* Material provided
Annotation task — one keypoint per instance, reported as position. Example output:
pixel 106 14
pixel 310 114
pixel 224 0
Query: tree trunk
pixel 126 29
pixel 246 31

* Assignment
In this exercise, the data above is to be printed exactly.

* Answer to the exercise
Annotation task — one keypoint per instance, reported as position. Example output:
pixel 106 14
pixel 310 114
pixel 224 0
Query: tree trunk
pixel 126 29
pixel 246 31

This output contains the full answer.